> **YOUR TASK**:
Once the line with "Target: yellow shoulder stripe" is found in the entries below, repeat it and each following line exactly, up to and including the line with "point: helmet chin". Add no other lines.

[Referring expression data]
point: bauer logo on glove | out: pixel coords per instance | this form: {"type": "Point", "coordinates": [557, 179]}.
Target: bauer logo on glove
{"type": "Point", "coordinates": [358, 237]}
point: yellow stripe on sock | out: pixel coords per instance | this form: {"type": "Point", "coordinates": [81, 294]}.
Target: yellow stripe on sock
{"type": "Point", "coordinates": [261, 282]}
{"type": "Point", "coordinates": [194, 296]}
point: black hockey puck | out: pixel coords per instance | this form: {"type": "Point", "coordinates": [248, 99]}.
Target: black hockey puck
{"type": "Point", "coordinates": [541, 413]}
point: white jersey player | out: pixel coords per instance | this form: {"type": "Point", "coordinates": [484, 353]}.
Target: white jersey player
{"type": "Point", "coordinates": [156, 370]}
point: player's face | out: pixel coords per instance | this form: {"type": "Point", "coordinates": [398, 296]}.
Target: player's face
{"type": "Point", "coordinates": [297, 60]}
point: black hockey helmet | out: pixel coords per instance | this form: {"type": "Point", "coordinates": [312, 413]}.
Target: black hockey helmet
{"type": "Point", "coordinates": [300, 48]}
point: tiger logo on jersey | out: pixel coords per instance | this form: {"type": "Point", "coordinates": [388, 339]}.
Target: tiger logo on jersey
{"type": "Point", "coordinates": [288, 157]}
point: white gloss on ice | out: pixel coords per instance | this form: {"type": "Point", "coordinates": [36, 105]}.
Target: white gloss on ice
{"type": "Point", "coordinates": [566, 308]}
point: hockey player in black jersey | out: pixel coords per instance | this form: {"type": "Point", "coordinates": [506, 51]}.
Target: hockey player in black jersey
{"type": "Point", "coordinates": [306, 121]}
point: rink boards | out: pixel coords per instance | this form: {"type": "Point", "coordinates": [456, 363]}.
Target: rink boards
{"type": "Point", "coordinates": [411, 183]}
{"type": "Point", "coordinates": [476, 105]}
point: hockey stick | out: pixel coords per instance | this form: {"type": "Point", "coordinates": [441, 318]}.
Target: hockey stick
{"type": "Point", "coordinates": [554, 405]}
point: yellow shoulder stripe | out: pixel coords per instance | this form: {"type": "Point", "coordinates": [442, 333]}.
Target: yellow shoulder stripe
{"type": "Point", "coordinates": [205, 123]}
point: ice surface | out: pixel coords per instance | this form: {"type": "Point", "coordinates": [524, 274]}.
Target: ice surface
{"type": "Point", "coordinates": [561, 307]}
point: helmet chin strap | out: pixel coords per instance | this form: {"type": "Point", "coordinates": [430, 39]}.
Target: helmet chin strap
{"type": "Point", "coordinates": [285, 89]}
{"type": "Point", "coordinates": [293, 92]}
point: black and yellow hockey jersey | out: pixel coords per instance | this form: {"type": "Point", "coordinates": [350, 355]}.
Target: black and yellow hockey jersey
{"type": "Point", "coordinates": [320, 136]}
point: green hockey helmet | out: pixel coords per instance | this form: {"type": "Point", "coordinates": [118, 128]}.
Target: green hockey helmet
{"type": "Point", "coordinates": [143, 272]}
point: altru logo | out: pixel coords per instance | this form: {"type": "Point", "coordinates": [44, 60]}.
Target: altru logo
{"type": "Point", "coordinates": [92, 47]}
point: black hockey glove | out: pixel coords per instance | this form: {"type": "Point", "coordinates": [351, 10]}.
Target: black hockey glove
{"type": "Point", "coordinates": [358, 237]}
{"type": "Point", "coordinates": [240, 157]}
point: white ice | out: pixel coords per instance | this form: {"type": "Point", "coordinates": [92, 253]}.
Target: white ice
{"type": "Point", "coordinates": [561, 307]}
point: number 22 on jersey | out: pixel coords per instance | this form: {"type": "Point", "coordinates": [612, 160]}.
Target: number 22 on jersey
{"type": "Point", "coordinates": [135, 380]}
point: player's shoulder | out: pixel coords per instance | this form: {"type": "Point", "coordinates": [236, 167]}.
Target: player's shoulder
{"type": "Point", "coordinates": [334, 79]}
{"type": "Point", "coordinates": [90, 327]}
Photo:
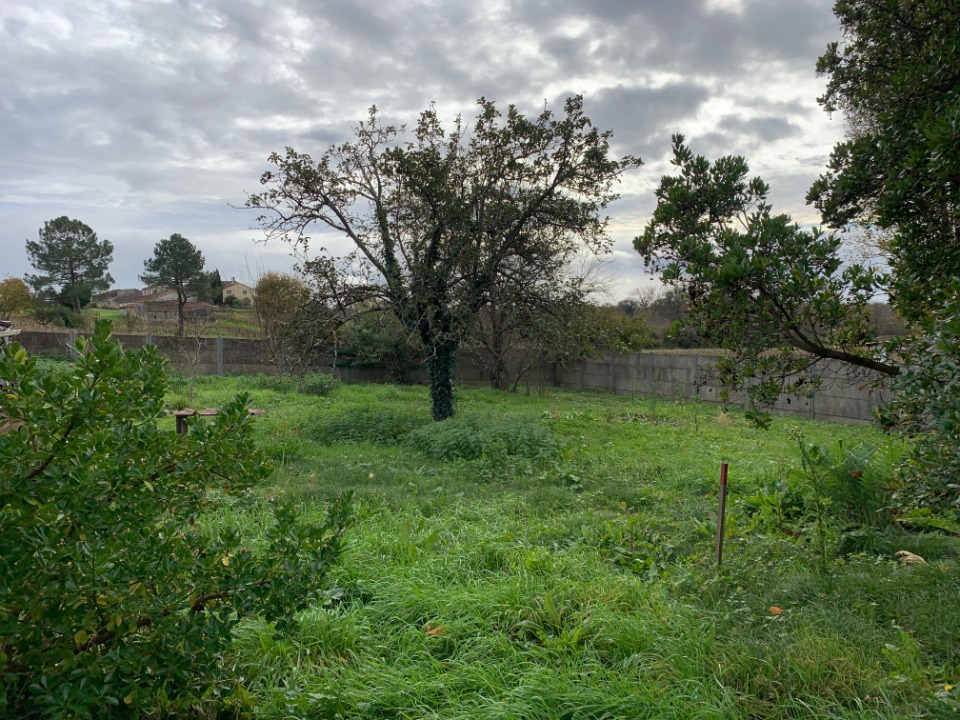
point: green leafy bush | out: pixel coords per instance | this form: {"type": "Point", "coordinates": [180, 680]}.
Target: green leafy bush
{"type": "Point", "coordinates": [474, 438]}
{"type": "Point", "coordinates": [927, 404]}
{"type": "Point", "coordinates": [114, 601]}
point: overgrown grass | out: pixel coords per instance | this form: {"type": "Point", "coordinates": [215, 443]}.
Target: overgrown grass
{"type": "Point", "coordinates": [552, 557]}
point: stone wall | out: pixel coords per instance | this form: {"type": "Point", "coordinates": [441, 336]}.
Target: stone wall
{"type": "Point", "coordinates": [683, 375]}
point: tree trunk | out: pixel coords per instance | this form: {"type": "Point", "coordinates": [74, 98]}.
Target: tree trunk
{"type": "Point", "coordinates": [440, 361]}
{"type": "Point", "coordinates": [498, 373]}
{"type": "Point", "coordinates": [180, 304]}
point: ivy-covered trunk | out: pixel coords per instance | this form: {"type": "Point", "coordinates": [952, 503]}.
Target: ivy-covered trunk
{"type": "Point", "coordinates": [441, 357]}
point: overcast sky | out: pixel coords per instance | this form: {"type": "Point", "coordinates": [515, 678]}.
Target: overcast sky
{"type": "Point", "coordinates": [144, 118]}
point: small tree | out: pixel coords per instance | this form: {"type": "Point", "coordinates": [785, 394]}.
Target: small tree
{"type": "Point", "coordinates": [375, 337]}
{"type": "Point", "coordinates": [71, 261]}
{"type": "Point", "coordinates": [14, 296]}
{"type": "Point", "coordinates": [117, 594]}
{"type": "Point", "coordinates": [436, 220]}
{"type": "Point", "coordinates": [295, 326]}
{"type": "Point", "coordinates": [176, 264]}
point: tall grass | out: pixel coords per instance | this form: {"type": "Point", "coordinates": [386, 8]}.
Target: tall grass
{"type": "Point", "coordinates": [551, 557]}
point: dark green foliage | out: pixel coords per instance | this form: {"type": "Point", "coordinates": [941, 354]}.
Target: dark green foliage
{"type": "Point", "coordinates": [14, 297]}
{"type": "Point", "coordinates": [438, 220]}
{"type": "Point", "coordinates": [114, 598]}
{"type": "Point", "coordinates": [377, 337]}
{"type": "Point", "coordinates": [178, 265]}
{"type": "Point", "coordinates": [928, 405]}
{"type": "Point", "coordinates": [777, 296]}
{"type": "Point", "coordinates": [896, 76]}
{"type": "Point", "coordinates": [71, 261]}
{"type": "Point", "coordinates": [473, 438]}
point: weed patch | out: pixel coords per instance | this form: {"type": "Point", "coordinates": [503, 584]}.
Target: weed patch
{"type": "Point", "coordinates": [473, 438]}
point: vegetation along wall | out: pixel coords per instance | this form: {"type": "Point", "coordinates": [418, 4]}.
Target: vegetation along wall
{"type": "Point", "coordinates": [673, 374]}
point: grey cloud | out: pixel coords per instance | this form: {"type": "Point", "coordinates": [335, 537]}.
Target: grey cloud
{"type": "Point", "coordinates": [765, 129]}
{"type": "Point", "coordinates": [154, 115]}
{"type": "Point", "coordinates": [642, 119]}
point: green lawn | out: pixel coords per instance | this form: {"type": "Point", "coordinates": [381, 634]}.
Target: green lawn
{"type": "Point", "coordinates": [552, 557]}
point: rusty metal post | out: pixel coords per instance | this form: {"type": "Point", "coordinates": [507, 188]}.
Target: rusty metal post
{"type": "Point", "coordinates": [721, 512]}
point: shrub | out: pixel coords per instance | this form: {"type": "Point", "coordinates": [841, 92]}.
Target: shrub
{"type": "Point", "coordinates": [114, 601]}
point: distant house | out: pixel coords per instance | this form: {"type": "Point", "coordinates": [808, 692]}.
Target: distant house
{"type": "Point", "coordinates": [241, 293]}
{"type": "Point", "coordinates": [160, 295]}
{"type": "Point", "coordinates": [117, 298]}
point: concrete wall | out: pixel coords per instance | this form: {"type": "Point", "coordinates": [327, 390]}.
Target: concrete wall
{"type": "Point", "coordinates": [685, 375]}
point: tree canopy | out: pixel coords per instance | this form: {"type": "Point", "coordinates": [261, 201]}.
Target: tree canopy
{"type": "Point", "coordinates": [760, 285]}
{"type": "Point", "coordinates": [435, 220]}
{"type": "Point", "coordinates": [896, 75]}
{"type": "Point", "coordinates": [71, 262]}
{"type": "Point", "coordinates": [178, 265]}
{"type": "Point", "coordinates": [783, 299]}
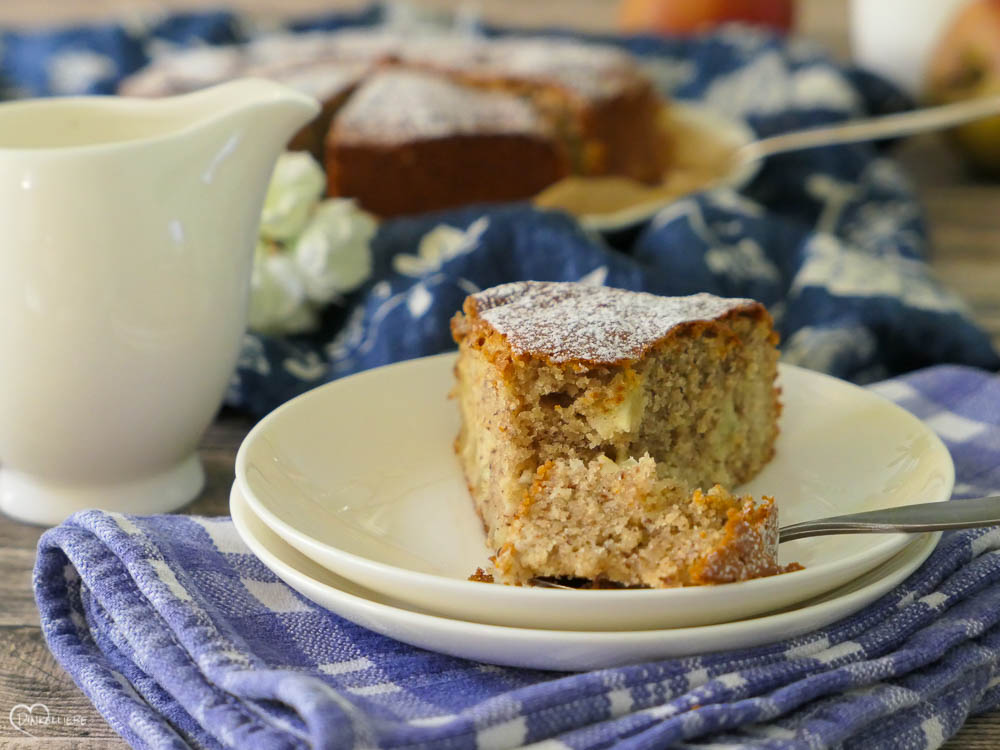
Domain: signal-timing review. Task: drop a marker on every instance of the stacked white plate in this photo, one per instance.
(352, 494)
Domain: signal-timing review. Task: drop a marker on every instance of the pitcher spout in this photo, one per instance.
(267, 111)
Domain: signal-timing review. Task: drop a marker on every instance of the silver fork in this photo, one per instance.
(906, 519)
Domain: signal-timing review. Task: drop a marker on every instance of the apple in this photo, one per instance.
(688, 16)
(965, 64)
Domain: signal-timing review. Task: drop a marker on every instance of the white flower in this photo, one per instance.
(296, 185)
(333, 254)
(277, 295)
(438, 246)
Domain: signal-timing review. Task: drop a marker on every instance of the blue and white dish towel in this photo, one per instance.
(831, 239)
(183, 639)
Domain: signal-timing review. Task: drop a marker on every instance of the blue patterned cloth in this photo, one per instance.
(831, 239)
(182, 638)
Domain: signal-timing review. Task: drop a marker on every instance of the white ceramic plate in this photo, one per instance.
(360, 475)
(554, 649)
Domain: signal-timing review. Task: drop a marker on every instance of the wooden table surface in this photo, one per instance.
(964, 218)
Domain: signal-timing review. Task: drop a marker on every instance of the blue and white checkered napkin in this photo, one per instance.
(181, 638)
(831, 239)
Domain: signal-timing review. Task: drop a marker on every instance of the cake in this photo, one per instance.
(602, 108)
(592, 111)
(408, 141)
(600, 426)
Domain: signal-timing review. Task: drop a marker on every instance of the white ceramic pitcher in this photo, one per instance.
(127, 230)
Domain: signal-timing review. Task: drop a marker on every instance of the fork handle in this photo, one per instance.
(874, 128)
(957, 514)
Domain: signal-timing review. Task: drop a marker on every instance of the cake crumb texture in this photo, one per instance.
(592, 418)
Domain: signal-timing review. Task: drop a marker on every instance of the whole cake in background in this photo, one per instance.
(480, 120)
(594, 418)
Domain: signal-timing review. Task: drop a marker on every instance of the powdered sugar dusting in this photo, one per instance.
(397, 105)
(567, 321)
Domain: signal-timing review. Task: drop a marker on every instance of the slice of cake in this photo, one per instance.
(598, 102)
(592, 416)
(409, 142)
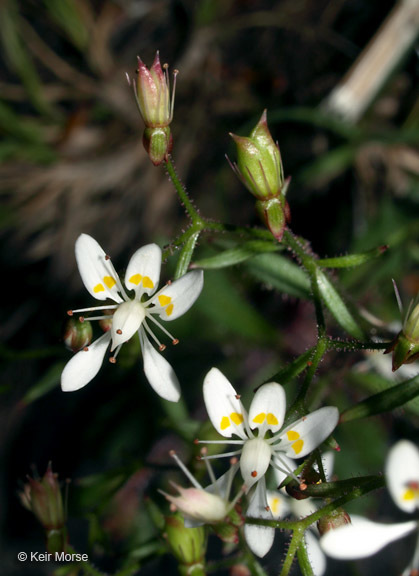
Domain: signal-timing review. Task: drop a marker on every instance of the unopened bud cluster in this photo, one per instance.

> **ANSWER AREA**:
Target: yellow shoulder stripe
{"type": "Point", "coordinates": [205, 123]}
point: ice surface | out: pixel coords per instance | this form: {"type": "Point", "coordinates": [524, 274]}.
Target: ice surface
{"type": "Point", "coordinates": [561, 307]}
point: helmet chin strap | out: pixel coords per instance | this form: {"type": "Point", "coordinates": [430, 39]}.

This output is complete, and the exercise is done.